Your task – Please copy every row below word for word, leaving the pictures out of your answer.

The input –
━━━━━━━━━━━━━━━━━━━━
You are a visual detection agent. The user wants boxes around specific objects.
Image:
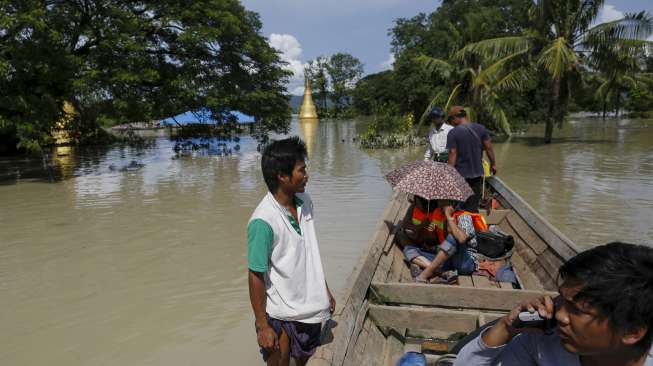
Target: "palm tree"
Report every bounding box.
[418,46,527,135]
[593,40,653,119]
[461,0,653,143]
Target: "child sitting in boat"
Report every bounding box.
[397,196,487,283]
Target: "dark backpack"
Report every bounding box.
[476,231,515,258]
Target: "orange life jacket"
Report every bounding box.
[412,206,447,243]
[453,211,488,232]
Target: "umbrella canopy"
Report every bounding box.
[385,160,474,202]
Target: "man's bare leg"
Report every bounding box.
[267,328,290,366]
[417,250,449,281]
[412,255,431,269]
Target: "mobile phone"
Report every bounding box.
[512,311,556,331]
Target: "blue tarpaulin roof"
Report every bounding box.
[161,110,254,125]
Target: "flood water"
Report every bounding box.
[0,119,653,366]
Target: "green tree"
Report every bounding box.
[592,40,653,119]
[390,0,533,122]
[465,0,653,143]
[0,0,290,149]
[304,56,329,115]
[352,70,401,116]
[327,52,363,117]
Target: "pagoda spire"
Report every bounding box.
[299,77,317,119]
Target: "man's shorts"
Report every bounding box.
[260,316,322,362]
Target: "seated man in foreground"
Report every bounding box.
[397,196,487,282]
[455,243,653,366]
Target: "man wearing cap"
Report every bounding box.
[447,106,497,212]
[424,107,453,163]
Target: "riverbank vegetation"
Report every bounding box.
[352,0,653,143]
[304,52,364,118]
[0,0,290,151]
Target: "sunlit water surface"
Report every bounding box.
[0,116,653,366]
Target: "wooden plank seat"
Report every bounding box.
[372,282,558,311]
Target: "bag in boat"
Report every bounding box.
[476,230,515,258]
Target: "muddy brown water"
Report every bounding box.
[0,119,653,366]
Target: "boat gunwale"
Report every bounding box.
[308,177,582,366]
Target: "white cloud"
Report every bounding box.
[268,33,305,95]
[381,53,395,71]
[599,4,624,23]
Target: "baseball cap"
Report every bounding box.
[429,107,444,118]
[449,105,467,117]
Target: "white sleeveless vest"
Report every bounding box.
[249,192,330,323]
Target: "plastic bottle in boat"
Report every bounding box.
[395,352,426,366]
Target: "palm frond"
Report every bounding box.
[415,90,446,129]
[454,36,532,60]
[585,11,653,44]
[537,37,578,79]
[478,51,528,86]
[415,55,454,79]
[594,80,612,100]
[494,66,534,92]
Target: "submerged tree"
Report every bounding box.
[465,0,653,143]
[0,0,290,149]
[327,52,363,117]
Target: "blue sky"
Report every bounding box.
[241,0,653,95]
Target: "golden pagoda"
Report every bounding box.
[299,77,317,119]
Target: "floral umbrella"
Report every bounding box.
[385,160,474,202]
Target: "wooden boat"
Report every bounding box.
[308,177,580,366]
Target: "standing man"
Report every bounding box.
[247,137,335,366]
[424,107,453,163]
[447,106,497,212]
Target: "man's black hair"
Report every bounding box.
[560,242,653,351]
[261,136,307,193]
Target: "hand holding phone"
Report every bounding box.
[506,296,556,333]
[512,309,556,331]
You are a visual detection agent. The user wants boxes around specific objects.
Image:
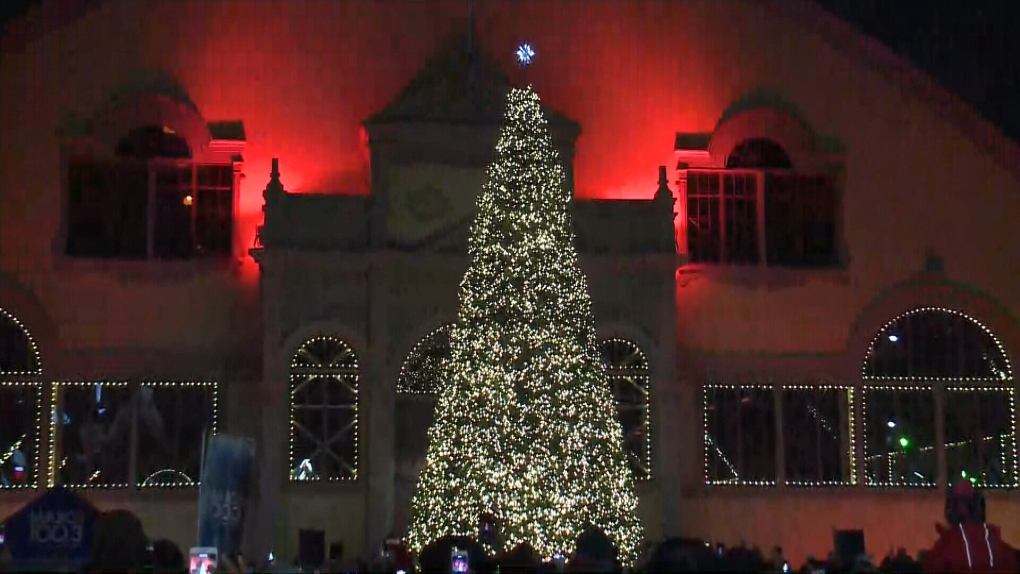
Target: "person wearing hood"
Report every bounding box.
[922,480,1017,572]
━━━━━━━━━━━━━━━━━━━━
Answer for the task –
You are a visual detection agent. The user wants boxes around specific objects.
Image:
Target: "palm tree"
Report every bounding box.
[418,46,527,135]
[593,40,653,119]
[461,0,653,143]
Target: "child sitting in boat"
Report every bounding box.
[397,196,487,283]
Target: "dark backpack"
Report every bounding box.
[476,231,515,258]
Target: "orange life jacket"
Report every bounding box.
[412,206,447,243]
[453,211,488,232]
Target: "umbrella canopy"
Report every bounding box.
[385,160,474,202]
Target: "man's bare leg"
Report every bounding box.
[267,328,290,366]
[417,250,449,281]
[412,255,431,269]
Target: "mobile phone"
Report every bounding box.
[512,311,556,331]
Target: "blue tarpaulin roof"
Report every bounding box.
[161,110,254,125]
Target: "flood water"
Report every bounding box.
[0,119,653,366]
Target: "green tree"
Report every bounding box.
[592,40,653,119]
[390,0,533,122]
[465,0,653,143]
[0,0,290,149]
[304,56,329,115]
[352,70,401,116]
[327,52,363,117]
Target: "pagoda spire"
Report every bounding box.
[299,77,317,119]
Target: "man's shorts"
Report every bounding box.
[260,316,322,362]
Target: "seated man in foreground"
Report every bounding box.
[397,196,487,282]
[455,243,653,366]
Target: "man wearing cap"
Report every bounding box.
[447,106,497,212]
[424,107,453,163]
Target: "riverbank vegetation"
Report every bounding box.
[352,0,653,143]
[304,52,364,118]
[0,0,290,151]
Target: "sunlit water surface"
Report every bounding box.
[0,116,653,366]
Target: "wooden plank seat"
Report every bounding box.
[372,282,558,311]
Target: "bag in boat"
Report every bounding box.
[476,230,515,258]
Target: "muddy brown water"
Report every bounding box.
[0,119,653,366]
Target: "boat gunwale"
Report every bounding box.
[308,177,582,366]
Target: "white cloud"
Report every bounding box.
[268,33,305,95]
[381,53,395,71]
[599,4,624,23]
Target: "baseball cap"
Report every bounding box.
[429,107,444,118]
[449,105,467,117]
Target: "white sleeveless vest"
Report every bounding box.
[249,192,330,323]
Target: "plastic bottle in boat"
Report every bounding box.
[395,352,426,366]
Target: "palm frond"
Report every bounding box.
[415,90,446,129]
[454,36,532,60]
[585,11,653,44]
[537,37,578,79]
[478,51,528,86]
[415,55,454,79]
[594,80,612,100]
[494,66,534,92]
Target: "submerged tree"
Report every bounding box.
[465,0,653,143]
[0,0,290,149]
[327,52,363,117]
Target: "blue sky"
Report every bounding box.
[241,0,653,95]
Target: "golden pagoda"
Report every bounding box.
[299,77,317,119]
Target: "floral umbrella"
Report every bounding box.
[385,160,474,202]
Target: "wooden boat"
Report every bounding box.
[308,177,580,366]
Target: "standing man"
Report every bounding box.
[247,137,335,366]
[424,107,453,163]
[447,106,497,212]
Target: "man's black hair"
Report every bounding box.
[560,242,653,351]
[261,136,307,193]
Target: "hand holding phone"
Report every bounding box.
[506,296,556,333]
[512,309,556,331]
You are a visual detection agent. The user wants boxes around specific objects.
Image:
Target: "person wearing hood"
Report every bounding box.
[922,480,1017,572]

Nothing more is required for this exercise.